読書記録~防忘録~

読書記録です。時々、漫画やアニメにも独り言してます。

女王国の城 有栖川有栖著 東京創元社 2007年

 「学生アリス」シリーズ、15年ぶりの4作目。
 …ネタばれ、まではしてませんが、ヒントになることは書いてます、すみません;

 木曾山中の〈街〉神倉に向かうアリスたち英都大学推理小説研究会の面々。敬愛する江神部長がその街に行ったきり、何の音沙汰もないことを心配しての訪問だった。神倉は今話題の新興宗教・人類協会の総本山、UFOに乗って遠い銀河系からやってくる救世主を待つ、聖なる洞窟がある聖地。総本部はその洞窟を囲んだデザイン建築で、バブル経済の恩恵もあってかなり羽振りはよさそう、さながら〈城〉だ。
 協会の由良比呂子主査は、江神は卒論のため体験入信中で、瞑想しているから三日後でないと会えないと言う。アリスたちにはとても信じられない。街中を散策しながら江神の救出策を練っていると、翌朝、城から江神に会ってよいとの連絡が入る。ようやく江神の安否を確認できたアリスたち。安心したのも束の間、来訪者に備えて聖洞を見守っていた協会員の一人・土肥憲作が絞殺死体で発見される。
 警察に知らせようと主張するアリスたちに対し、頑ななまでにそれを拒否する協会。自分たちで犯人を捕まえてから警察を呼ぶと言い、アリスたちを城の中に監禁する。偶然居合わせた見学者・UFO研究家の荒木宙児や元警察官・椿準一も同様に外出を禁止され、「現場を保存しろ」というしごくまっとうな意見にも耳を貸さない。
 さらに次の日の朝、一発の銃声と共に会員の弘岡繁弥の死体が裏庭のプールの中で見つかる。やはり警察に通報しようとしない協会員たち。弘岡の様子は一見自殺に見えるが、その凶器・S&Wは、11年前この付近の空家で起きた密室殺人事件の凶器と同じものらしい。
 入城に際しては金属探知機まで持ち出して身体検査しているのに、銃はどこから持ち込まれたのか。東の塔の最上階で一人瞑想に耽っていたアメリ支部協会員・子母沢尊人も、前の晩、その銃で撃ち殺されていた。
 聖洞にどうしても入ろうとせず「三日後」にこだわる協会員たち、西の塔に閉じ篭ったまま出てこない協会代表・野坂公子。土肥のそばから消えていた聖洞を映したビデオテープは子母沢の部屋で見つかった。封鎖された筈の城の中に、公子に憧れた〈街〉の子供・金石千鶴が迷い込んでくるという騒ぎまで起こる。

--------

課題一覧:
1. 『女王国の城』の紹介文にある「協会の由良比呂子主査は、江神は卒論のため体験入信中で、瞑想しているから三日後でないと会えないと言う。」という一文を英語に訳すこと。
2. 『女王国の城』の紹介文で、死体となって見つかった人物の名前をすべて挙げること。
3. 『女王国の城』の紹介文の続きを、最後の文の後から書き進めること。
このあとに続く行は、本文の内容とは関係がない。

データ行一覧:

--------

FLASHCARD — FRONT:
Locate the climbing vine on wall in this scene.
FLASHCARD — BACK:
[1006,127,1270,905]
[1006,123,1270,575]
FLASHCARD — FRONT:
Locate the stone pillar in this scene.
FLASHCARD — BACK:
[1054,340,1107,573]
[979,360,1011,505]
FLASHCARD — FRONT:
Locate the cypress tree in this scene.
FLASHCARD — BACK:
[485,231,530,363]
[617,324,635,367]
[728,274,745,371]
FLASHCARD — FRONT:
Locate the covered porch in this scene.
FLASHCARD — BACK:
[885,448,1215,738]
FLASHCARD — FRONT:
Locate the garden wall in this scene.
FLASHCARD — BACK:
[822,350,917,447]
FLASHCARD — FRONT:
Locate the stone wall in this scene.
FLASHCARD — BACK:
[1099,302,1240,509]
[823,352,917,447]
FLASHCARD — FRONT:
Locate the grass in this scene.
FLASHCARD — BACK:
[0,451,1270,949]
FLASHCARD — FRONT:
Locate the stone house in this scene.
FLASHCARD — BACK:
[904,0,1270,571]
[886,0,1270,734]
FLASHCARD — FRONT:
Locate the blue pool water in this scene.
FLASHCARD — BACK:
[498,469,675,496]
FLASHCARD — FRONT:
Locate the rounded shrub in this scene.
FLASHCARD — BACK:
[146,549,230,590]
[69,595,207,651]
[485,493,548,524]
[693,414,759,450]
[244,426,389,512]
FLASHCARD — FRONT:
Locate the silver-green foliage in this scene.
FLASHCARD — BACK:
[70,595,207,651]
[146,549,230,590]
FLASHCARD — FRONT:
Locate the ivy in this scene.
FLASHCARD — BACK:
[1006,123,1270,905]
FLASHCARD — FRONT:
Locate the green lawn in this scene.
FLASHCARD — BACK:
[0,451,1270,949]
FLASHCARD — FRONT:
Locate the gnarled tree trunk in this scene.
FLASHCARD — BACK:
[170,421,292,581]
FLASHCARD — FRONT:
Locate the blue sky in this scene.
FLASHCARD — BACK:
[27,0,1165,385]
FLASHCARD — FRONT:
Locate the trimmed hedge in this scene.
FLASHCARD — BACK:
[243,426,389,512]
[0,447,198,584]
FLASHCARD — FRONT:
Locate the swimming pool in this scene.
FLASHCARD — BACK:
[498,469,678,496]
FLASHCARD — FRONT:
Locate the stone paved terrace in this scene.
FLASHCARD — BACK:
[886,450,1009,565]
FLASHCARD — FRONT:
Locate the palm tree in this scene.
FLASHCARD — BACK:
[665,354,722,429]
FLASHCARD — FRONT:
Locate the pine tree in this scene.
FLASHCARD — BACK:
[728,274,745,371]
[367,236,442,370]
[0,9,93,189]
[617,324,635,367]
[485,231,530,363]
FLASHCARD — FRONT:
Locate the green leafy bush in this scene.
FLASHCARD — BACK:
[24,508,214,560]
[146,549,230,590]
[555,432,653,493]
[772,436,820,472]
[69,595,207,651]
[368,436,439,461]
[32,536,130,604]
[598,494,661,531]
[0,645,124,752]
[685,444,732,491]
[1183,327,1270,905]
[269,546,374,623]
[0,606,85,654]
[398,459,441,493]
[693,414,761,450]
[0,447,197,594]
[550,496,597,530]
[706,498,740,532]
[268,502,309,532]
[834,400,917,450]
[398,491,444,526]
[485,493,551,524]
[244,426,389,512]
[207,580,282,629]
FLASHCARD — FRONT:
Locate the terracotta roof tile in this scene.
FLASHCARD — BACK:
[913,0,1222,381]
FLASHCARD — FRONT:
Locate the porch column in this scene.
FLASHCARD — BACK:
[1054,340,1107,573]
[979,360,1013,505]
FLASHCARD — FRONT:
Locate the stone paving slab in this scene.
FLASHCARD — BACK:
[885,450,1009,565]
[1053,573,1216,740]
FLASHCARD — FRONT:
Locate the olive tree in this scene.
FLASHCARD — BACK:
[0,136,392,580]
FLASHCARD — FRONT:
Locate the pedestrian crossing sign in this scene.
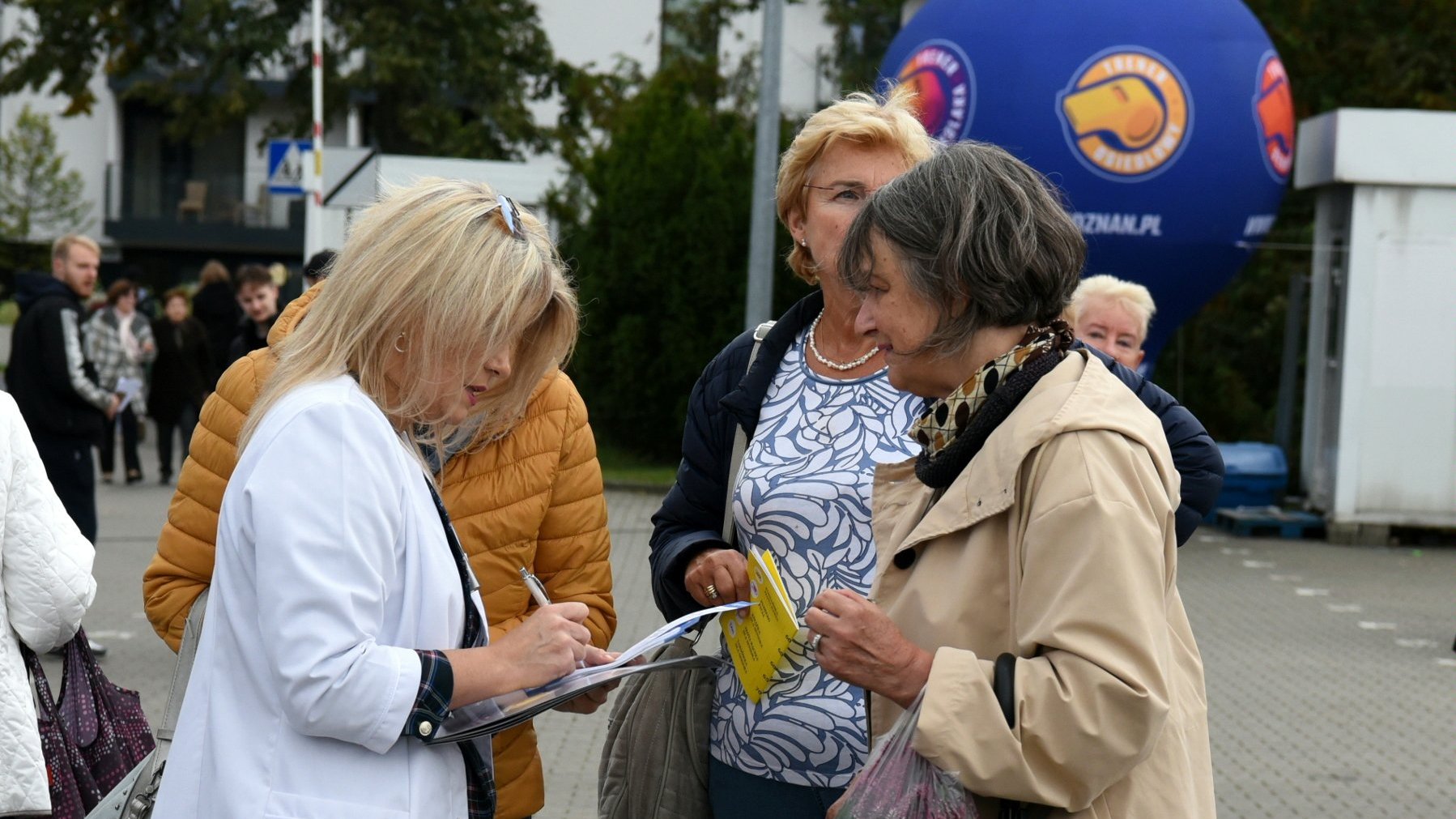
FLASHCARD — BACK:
[268,140,313,195]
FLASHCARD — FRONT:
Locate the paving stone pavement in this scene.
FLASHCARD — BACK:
[76,437,1456,819]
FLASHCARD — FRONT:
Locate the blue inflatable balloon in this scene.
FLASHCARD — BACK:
[881,0,1294,369]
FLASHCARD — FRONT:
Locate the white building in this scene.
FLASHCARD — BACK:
[0,0,837,276]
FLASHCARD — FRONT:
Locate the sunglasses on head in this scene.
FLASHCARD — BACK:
[487,194,526,242]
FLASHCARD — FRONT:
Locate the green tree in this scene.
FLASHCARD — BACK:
[0,0,569,159]
[0,105,92,243]
[1155,0,1456,454]
[562,63,753,460]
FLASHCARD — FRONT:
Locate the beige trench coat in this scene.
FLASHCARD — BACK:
[871,352,1215,819]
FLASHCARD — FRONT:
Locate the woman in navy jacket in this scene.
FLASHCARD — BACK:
[651,91,1223,819]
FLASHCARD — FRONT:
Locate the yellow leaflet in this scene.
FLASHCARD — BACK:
[719,549,799,702]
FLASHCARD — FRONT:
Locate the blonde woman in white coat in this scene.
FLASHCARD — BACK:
[155,179,610,819]
[0,392,96,816]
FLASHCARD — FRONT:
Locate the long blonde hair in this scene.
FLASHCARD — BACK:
[773,84,938,284]
[239,179,578,462]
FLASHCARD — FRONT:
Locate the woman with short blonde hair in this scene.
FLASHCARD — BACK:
[649,87,936,819]
[239,179,580,447]
[155,179,597,819]
[1067,274,1157,369]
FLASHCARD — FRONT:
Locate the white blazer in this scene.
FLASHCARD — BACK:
[0,392,96,816]
[155,376,489,819]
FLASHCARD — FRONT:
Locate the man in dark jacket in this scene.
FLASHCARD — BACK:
[6,235,121,544]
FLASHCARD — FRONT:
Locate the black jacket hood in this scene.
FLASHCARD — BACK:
[15,272,80,314]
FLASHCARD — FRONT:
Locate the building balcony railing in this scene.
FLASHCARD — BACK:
[106,172,303,255]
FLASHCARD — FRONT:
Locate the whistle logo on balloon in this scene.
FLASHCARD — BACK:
[1057,45,1193,182]
[1254,51,1294,185]
[898,40,976,143]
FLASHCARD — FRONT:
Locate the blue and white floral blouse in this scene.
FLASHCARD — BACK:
[712,325,922,787]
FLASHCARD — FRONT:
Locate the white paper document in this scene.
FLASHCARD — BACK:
[113,376,143,416]
[425,600,754,744]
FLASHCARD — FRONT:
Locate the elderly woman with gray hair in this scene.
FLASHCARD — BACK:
[651,86,1222,819]
[805,143,1215,817]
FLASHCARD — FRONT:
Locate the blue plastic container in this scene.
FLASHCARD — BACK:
[1215,441,1288,509]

--------

各課題の解答:
1. Hiroko Yura, a chief official of the Association, says that Egami is on a trial membership for his graduation thesis and is meditating, so they cannot see him until three days later.

2. 土肥憲作、弘岡繁弥、子母沢尊人

3.
 大立ち回りの末、一旦城外に出たもののまた帰って来た望月・織田・麻里亜の三人の情報も得て、江神は真相を言い当てる。11年前の事件、現場への放火未遂、駆け落ちし損ねた村の女性のエピソード、江神がこの〈街〉に来た理由、10時と11時に上がる花火。全てが意味を持って繋がる。…

 まぁ、久しぶり~。
 もう会えないかと思っていたので、「新作が出た」とべるさんの記事で知ってびっくりしました。
 作品内ではまだ一年も経ってないんですね。でも何もかも懐かしい(笑)。先輩連中は就活に精を出し、江神先輩は卒論を考えてて、モラトリアムはもう終わりそうなのが何だか寂しい雰囲気。
 端々の言葉遣いがチャーミングなのは相変わらず、「この電話、もらった」なんて表現には思わず顔がにやけました。「ありがとう」や「今しかない」にもちょっとじんと来てしまった。信長・モチ両先輩が繰り広げる薀蓄合戦は、多少読み飛ばしたくなりましたが(笑)。
 推理小説としてはどうなんでしょう、11年前の銃がそんなにスムーズに使えるのかなとか、あのダイイングメッセージはどうだろうとかちょっと首を傾げる所はなきにしもあらずなんですが、でも細かいエピソードまで説明がつくのはやっぱり快感。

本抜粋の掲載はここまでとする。